What to do - Without the pictures, copy the entries below word for word.

Coordinate annotation entries -

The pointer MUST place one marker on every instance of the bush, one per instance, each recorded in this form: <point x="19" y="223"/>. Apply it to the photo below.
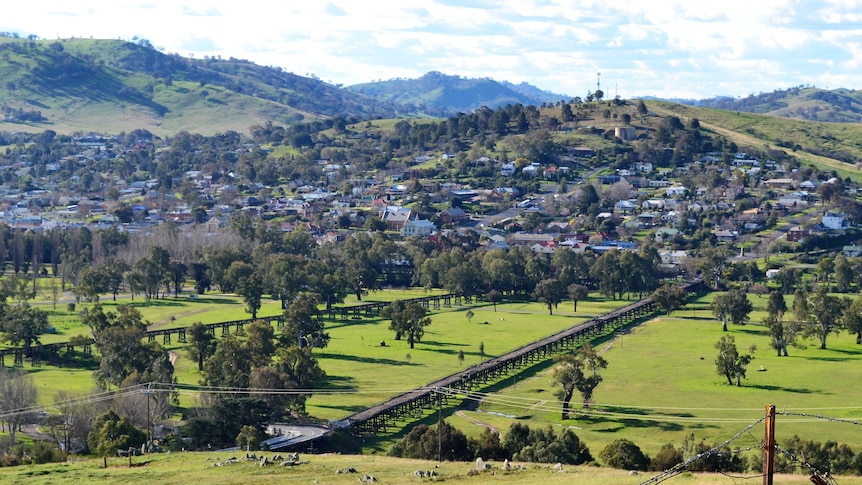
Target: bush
<point x="724" y="461"/>
<point x="544" y="446"/>
<point x="667" y="458"/>
<point x="625" y="455"/>
<point x="422" y="443"/>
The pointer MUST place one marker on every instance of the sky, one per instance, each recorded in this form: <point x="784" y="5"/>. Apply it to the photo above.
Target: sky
<point x="667" y="48"/>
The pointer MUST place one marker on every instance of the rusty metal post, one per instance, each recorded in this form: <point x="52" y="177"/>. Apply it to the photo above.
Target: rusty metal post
<point x="769" y="445"/>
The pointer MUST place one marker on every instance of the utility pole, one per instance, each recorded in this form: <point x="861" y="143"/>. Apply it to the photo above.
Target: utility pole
<point x="439" y="426"/>
<point x="769" y="445"/>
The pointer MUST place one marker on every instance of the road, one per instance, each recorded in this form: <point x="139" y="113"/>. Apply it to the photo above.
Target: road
<point x="290" y="435"/>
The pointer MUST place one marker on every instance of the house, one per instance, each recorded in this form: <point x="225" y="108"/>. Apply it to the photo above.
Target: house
<point x="675" y="191"/>
<point x="673" y="257"/>
<point x="643" y="167"/>
<point x="625" y="207"/>
<point x="418" y="227"/>
<point x="625" y="133"/>
<point x="797" y="234"/>
<point x="452" y="215"/>
<point x="835" y="221"/>
<point x="583" y="152"/>
<point x="724" y="235"/>
<point x="395" y="217"/>
<point x="647" y="219"/>
<point x="782" y="183"/>
<point x="544" y="247"/>
<point x="653" y="204"/>
<point x="531" y="170"/>
<point x="663" y="234"/>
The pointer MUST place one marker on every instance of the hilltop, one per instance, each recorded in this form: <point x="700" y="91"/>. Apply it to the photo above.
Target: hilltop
<point x="439" y="93"/>
<point x="803" y="103"/>
<point x="112" y="85"/>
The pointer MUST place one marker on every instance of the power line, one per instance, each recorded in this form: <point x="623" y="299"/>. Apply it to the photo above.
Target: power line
<point x="819" y="417"/>
<point x="675" y="470"/>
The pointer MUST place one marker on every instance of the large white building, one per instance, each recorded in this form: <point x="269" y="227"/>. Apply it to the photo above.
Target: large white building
<point x="418" y="227"/>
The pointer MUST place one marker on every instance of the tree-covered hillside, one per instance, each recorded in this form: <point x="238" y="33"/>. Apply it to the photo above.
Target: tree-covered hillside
<point x="110" y="85"/>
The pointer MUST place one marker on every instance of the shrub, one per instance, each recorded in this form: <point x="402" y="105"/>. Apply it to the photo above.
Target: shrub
<point x="723" y="461"/>
<point x="625" y="455"/>
<point x="544" y="446"/>
<point x="422" y="443"/>
<point x="666" y="458"/>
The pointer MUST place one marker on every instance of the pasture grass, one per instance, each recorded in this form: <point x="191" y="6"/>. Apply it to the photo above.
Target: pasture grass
<point x="661" y="386"/>
<point x="360" y="371"/>
<point x="183" y="468"/>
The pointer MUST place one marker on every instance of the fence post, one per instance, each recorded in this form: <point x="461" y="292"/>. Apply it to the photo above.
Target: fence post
<point x="769" y="445"/>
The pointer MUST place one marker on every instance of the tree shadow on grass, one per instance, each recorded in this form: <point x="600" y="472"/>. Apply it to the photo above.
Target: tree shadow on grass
<point x="340" y="383"/>
<point x="615" y="424"/>
<point x="332" y="324"/>
<point x="783" y="389"/>
<point x="442" y="344"/>
<point x="364" y="360"/>
<point x="832" y="359"/>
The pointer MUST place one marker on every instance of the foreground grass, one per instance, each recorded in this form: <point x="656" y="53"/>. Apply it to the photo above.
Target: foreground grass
<point x="184" y="468"/>
<point x="661" y="386"/>
<point x="360" y="371"/>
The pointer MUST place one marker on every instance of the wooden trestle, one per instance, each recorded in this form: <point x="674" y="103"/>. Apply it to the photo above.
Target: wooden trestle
<point x="413" y="404"/>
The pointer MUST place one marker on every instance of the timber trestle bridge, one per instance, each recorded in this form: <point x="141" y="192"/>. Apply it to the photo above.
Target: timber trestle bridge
<point x="50" y="353"/>
<point x="413" y="404"/>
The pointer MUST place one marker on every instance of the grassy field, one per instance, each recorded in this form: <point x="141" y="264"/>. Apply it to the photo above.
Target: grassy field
<point x="661" y="385"/>
<point x="748" y="129"/>
<point x="360" y="371"/>
<point x="183" y="468"/>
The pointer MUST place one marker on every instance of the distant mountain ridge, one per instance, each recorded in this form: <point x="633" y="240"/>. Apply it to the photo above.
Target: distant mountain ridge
<point x="804" y="103"/>
<point x="438" y="93"/>
<point x="114" y="85"/>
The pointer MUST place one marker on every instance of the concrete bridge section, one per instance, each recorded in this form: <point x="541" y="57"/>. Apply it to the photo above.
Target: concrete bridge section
<point x="50" y="353"/>
<point x="413" y="404"/>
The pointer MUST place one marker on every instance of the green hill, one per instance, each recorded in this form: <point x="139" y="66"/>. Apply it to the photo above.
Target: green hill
<point x="839" y="105"/>
<point x="112" y="85"/>
<point x="833" y="146"/>
<point x="439" y="93"/>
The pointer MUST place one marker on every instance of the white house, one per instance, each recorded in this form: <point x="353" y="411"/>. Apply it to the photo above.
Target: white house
<point x="835" y="221"/>
<point x="508" y="169"/>
<point x="625" y="207"/>
<point x="675" y="191"/>
<point x="418" y="227"/>
<point x="531" y="169"/>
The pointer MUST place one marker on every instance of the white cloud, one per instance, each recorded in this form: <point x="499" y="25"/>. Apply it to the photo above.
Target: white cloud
<point x="662" y="47"/>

Result below -
The pointer MUST place one marker on every instance of the bush, one per instance, each recorded in this form: <point x="19" y="223"/>. Apply it to the photo below.
Target: bush
<point x="724" y="461"/>
<point x="544" y="446"/>
<point x="667" y="458"/>
<point x="625" y="455"/>
<point x="422" y="443"/>
The pointer MUST place one marker on every instance of the sky, one per instance, each recorded in this form: <point x="784" y="5"/>. Apply it to the photo above.
Target: sky
<point x="667" y="48"/>
The pointer MUST place one marker on every instance of the rusty metal post, one per instance, each recorded in this form: <point x="52" y="177"/>. Apply it to the photo above.
Target: rusty metal post
<point x="769" y="445"/>
The pointer MUST place one marker on every instance of the utility pole, one per instance, each recorded in this form: <point x="861" y="143"/>. Apply it to the photo above.
Target: utility pole
<point x="439" y="426"/>
<point x="769" y="445"/>
The pointer MUST place one marker on every instance of the road, one per instance, each recorded in this form: <point x="139" y="113"/>. Apply it to the photo above.
Target: road
<point x="290" y="435"/>
The pointer MUST place one marker on every instance of the house, one per instance, each recorded in this form: <point x="225" y="108"/>. Apply it to the photo above.
Target: house
<point x="675" y="191"/>
<point x="673" y="257"/>
<point x="643" y="167"/>
<point x="625" y="207"/>
<point x="418" y="227"/>
<point x="625" y="133"/>
<point x="797" y="234"/>
<point x="452" y="215"/>
<point x="835" y="221"/>
<point x="583" y="152"/>
<point x="724" y="235"/>
<point x="395" y="217"/>
<point x="647" y="219"/>
<point x="782" y="183"/>
<point x="544" y="247"/>
<point x="653" y="204"/>
<point x="531" y="170"/>
<point x="663" y="234"/>
The pointer MUST place one marker on every instance of the hilltop, one per instance, each recorded in this form: <point x="700" y="91"/>. Apply it to the photo above.
Target: hilltop
<point x="439" y="93"/>
<point x="803" y="103"/>
<point x="112" y="85"/>
The pointer MUST place one marker on every instance of the power line, one per instance, each recorded in this form: <point x="623" y="299"/>. Apply it to the photo above.
Target: power line
<point x="819" y="417"/>
<point x="675" y="470"/>
The pointer MUST place one marker on every instance of the large white building, one per instance, each recorded in this form: <point x="269" y="227"/>. Apply it to the photo above.
Target: large white building
<point x="418" y="227"/>
The pointer MUST place one marker on every instance of the tree-covered hillside, one per instance, each recorded in this form: <point x="238" y="33"/>. Apply it to the photo above.
Target: tree-covered hillside
<point x="110" y="85"/>
The pointer MUST place one marker on every instance of the shrub, one per instance, each recorded in this form: <point x="402" y="105"/>. Apply it to the photo above.
Target: shrub
<point x="723" y="461"/>
<point x="625" y="455"/>
<point x="544" y="446"/>
<point x="422" y="443"/>
<point x="666" y="458"/>
The pointer MUST place one marker on every instance of the pasture grass, one per instance, each recorded in this form: <point x="191" y="6"/>. Apply it to the photo above.
Target: pasture grass
<point x="661" y="386"/>
<point x="360" y="371"/>
<point x="183" y="468"/>
The pointer MUST place one marker on every instance of the fence post, one per instance, each recorded in this form: <point x="461" y="292"/>. Apply it to the photo above.
Target: fence post
<point x="769" y="445"/>
The pointer MUST place one marker on every instance of the tree shadow on grass, one per instance, each recorded in this form: <point x="600" y="472"/>. Apply it to the photo above.
Target: tree shadow on grass
<point x="340" y="383"/>
<point x="615" y="424"/>
<point x="332" y="324"/>
<point x="783" y="389"/>
<point x="442" y="344"/>
<point x="364" y="360"/>
<point x="832" y="359"/>
The pointer MUST place one marker on every instance of the foreground grass, one per instance, each recorded in this form: <point x="656" y="53"/>. Apply it to the photo above.
Target: foreground grass
<point x="184" y="468"/>
<point x="661" y="386"/>
<point x="360" y="371"/>
The pointer MUST place one marker on every instance of the wooden trestle, one per instance, each recorded in this form: <point x="674" y="103"/>. Apply it to the photo above.
Target: wooden trestle
<point x="413" y="404"/>
The pointer MUST place one marker on every instance of the timber trestle bridge, one per instance, each recorded in this form: <point x="141" y="192"/>. Apply it to the photo above.
Target: timber trestle bridge
<point x="50" y="353"/>
<point x="413" y="404"/>
The pointer MUST place one marker on every instance of the grassy field, one per instance, each recorded in this form: <point x="141" y="264"/>. Apply it to the photo above.
Target: grassy field
<point x="661" y="385"/>
<point x="748" y="129"/>
<point x="360" y="371"/>
<point x="183" y="468"/>
The pointer MUST place one marker on every instance of the distant mountain ridge, one per instance, each recorded in this form: <point x="633" y="240"/>. Apply it to the photo above.
Target: distant mountain ridge
<point x="804" y="103"/>
<point x="438" y="93"/>
<point x="114" y="85"/>
The pointer MUST place one marker on every instance of the concrete bridge section, one per instance, each recorded in this form: <point x="541" y="57"/>. Apply it to the photo above.
Target: concrete bridge section
<point x="50" y="353"/>
<point x="413" y="404"/>
The pointer MUST place one marker on every instance of the green hill, one per instance, each recorded in this form: <point x="139" y="66"/>. Apply it to the photo above.
Target: green hill
<point x="839" y="105"/>
<point x="112" y="85"/>
<point x="833" y="146"/>
<point x="439" y="93"/>
The pointer MUST place one marker on every instance of the white house, one per instance, each recorded in this form: <point x="353" y="411"/>. Apply it to the photo above.
Target: white house
<point x="835" y="221"/>
<point x="508" y="169"/>
<point x="625" y="207"/>
<point x="675" y="191"/>
<point x="418" y="227"/>
<point x="531" y="169"/>
The pointer MUST place one marker on every instance of the white cloud, one per instance, each recorded in this form: <point x="499" y="25"/>. Apply it to the photo above.
Target: white cloud
<point x="662" y="47"/>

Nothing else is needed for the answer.